Repeat the blood pressure passage word for word, from "A blood pressure" up to and including "a healthy range.".

PASSAGE:
══════════════════════════════
A blood pressure of 118/75 is a normal, healthy reading. Both numbers fall within the range that the American Heart Association defines as normal: a top number (systolic) below 120 and a bottom number (diastolic) below 80. You’re in the best category, and no treatment or lifestyle changes are specifically needed to bring it lower.
What 118/75 Means in Context
Blood pressure readings have two numbers. The top number, 118 in your case, measures the force of blood against your artery walls when your heart beats. The bottom number, 75, measures that same force between beats, when the heart is resting. Both matter, and both of yours are in a healthy range.
Current guidelines break blood pressure into four categories:
- Normal: below 120 systolic and below 80 diastolic
- Elevated: 120 to 129 systolic and below 80 diastolic
- Stage 1 hypertension: 130 to 139 systolic or 80 to 89 diastolic
- Stage 2 hypertension: 140 or higher systolic or 90 or higher diastolic
At 118/75, you’re just under the threshold for “elevated,” which starts at 120 systolic. That’s a comfortable margin. If someone has readings that fall into two different categories (for example, a normal systolic but a stage 1 diastolic), the higher category applies. In your case, both numbers land in normal territory, so there’s no ambiguity.
══════════════════════════════
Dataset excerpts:
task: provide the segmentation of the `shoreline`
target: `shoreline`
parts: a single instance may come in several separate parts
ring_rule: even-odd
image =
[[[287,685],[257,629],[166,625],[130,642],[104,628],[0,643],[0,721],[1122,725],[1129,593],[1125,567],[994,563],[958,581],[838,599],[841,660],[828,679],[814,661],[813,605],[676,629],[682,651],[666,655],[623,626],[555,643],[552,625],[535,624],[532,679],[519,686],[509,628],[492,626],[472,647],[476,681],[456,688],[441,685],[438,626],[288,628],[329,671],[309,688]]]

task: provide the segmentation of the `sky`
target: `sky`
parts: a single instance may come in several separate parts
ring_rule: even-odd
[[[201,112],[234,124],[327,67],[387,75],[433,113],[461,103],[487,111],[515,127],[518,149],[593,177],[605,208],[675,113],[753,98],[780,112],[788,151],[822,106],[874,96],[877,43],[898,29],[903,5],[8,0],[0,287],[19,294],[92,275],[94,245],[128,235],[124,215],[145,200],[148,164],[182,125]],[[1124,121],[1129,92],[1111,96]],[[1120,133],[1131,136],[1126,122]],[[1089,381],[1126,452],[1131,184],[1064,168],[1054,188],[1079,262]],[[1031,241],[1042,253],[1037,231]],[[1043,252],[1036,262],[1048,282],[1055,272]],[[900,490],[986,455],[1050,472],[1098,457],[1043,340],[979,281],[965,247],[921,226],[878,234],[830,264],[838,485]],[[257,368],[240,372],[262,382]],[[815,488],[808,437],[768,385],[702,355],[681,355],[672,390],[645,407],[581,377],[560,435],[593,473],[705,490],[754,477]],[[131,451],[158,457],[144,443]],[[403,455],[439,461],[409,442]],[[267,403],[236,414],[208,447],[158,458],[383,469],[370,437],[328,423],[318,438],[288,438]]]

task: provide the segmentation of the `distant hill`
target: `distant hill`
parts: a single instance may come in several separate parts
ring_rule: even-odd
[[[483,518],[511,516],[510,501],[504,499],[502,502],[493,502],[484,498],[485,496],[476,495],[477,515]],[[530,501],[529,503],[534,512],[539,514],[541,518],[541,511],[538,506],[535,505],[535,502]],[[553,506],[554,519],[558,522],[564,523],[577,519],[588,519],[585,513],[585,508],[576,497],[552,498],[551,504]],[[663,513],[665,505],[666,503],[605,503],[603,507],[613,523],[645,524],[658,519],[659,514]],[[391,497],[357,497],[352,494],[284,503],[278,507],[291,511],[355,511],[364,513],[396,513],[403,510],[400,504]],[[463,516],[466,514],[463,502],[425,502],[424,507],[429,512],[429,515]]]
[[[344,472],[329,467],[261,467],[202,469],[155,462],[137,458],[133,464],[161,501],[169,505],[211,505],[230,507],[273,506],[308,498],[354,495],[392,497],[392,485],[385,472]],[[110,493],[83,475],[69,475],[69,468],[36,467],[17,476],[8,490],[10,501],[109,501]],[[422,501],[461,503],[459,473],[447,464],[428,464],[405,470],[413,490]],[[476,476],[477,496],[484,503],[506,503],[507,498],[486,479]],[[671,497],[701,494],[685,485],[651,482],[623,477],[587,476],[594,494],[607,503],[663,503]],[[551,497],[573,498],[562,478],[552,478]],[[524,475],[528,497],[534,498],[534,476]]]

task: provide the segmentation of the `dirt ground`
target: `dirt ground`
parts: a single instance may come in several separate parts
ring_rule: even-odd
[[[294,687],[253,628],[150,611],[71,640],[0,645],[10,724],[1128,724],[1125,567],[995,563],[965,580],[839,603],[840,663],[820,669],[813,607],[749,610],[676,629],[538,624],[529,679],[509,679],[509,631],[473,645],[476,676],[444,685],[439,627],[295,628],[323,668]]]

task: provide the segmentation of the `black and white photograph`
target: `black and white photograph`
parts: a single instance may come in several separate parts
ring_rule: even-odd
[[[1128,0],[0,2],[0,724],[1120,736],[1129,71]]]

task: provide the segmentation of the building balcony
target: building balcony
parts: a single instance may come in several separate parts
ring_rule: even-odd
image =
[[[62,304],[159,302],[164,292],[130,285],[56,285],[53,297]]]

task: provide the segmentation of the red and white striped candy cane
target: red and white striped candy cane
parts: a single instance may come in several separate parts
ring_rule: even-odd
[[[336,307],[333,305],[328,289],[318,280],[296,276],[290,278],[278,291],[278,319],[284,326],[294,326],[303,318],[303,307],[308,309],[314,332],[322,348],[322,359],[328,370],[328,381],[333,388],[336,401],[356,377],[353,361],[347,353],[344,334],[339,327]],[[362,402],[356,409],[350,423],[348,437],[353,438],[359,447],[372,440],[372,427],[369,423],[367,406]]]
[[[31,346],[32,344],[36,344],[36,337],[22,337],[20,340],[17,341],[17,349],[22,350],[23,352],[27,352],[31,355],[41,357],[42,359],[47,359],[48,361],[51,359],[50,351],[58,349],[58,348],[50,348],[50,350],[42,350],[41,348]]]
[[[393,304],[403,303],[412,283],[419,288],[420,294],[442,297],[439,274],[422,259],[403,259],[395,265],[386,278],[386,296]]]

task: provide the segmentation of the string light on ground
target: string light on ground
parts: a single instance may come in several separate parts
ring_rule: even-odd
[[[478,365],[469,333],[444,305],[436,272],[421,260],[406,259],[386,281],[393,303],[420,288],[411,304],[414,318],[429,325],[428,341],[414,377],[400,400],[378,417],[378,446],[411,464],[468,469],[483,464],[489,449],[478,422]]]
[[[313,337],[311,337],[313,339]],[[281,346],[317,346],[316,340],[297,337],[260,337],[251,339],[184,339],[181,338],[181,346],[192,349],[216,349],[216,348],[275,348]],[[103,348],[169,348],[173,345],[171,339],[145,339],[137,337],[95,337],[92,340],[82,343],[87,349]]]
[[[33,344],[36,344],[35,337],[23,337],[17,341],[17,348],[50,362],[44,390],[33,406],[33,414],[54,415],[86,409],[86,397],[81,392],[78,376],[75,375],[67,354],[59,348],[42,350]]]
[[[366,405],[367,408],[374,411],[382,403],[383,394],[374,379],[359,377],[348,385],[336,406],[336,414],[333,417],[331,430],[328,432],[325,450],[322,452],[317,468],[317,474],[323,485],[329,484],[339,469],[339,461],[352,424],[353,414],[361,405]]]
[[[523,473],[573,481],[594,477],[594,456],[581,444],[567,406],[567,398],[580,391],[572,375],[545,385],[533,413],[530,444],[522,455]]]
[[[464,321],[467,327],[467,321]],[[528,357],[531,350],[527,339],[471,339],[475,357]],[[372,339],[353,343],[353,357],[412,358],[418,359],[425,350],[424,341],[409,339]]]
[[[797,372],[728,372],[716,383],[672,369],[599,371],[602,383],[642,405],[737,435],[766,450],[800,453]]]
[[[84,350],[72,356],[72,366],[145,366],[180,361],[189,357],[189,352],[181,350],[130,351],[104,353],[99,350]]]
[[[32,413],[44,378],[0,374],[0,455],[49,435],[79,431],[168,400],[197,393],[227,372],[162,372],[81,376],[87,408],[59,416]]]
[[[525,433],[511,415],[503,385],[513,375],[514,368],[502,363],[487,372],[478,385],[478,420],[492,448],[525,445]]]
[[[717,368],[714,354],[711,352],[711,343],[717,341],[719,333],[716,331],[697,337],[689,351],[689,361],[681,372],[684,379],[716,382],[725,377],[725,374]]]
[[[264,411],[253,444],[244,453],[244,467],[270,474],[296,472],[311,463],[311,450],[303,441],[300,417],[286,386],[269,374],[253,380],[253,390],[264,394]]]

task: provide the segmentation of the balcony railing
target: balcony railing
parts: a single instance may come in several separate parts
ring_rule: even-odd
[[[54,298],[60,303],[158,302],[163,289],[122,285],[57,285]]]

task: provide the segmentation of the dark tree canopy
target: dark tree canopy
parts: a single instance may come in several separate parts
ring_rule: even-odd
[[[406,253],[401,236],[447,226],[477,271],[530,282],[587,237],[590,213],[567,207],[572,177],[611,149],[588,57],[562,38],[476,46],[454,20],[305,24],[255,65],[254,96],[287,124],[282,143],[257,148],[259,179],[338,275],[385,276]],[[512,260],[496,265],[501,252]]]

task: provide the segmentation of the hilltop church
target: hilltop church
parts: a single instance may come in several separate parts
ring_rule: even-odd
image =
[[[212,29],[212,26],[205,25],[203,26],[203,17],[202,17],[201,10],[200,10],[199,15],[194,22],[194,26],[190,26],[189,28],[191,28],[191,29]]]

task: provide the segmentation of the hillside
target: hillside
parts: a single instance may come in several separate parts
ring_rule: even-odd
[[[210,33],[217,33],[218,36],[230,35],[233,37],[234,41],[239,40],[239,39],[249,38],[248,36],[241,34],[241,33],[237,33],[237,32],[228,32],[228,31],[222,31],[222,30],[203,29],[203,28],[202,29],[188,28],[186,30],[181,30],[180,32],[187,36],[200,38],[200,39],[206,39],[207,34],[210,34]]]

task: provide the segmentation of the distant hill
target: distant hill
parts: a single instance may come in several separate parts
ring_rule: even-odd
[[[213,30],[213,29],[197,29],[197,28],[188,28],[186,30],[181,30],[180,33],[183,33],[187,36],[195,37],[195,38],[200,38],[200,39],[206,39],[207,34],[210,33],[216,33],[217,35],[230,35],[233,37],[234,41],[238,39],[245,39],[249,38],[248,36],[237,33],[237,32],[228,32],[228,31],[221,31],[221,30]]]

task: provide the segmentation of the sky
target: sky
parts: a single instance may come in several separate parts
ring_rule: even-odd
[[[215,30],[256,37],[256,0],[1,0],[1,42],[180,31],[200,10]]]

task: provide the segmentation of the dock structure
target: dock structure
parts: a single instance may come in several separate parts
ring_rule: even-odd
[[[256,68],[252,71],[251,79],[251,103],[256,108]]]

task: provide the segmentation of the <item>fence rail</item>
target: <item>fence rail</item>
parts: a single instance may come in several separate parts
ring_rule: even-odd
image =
══════════════════════════════
ANSWER AREA:
A blood pressure of 118/75 is a normal, healthy reading. Both numbers fall within the range that the American Heart Association defines as normal: a top number (systolic) below 120 and a bottom number (diastolic) below 80. You’re in the best category, and no treatment or lifestyle changes are specifically needed to bring it lower.
What 118/75 Means in Context
Blood pressure readings have two numbers. The top number, 118 in your case, measures the force of blood against your artery walls when your heart beats. The bottom number, 75, measures that same force between beats, when the heart is resting. Both matter, and both of yours are in a healthy range.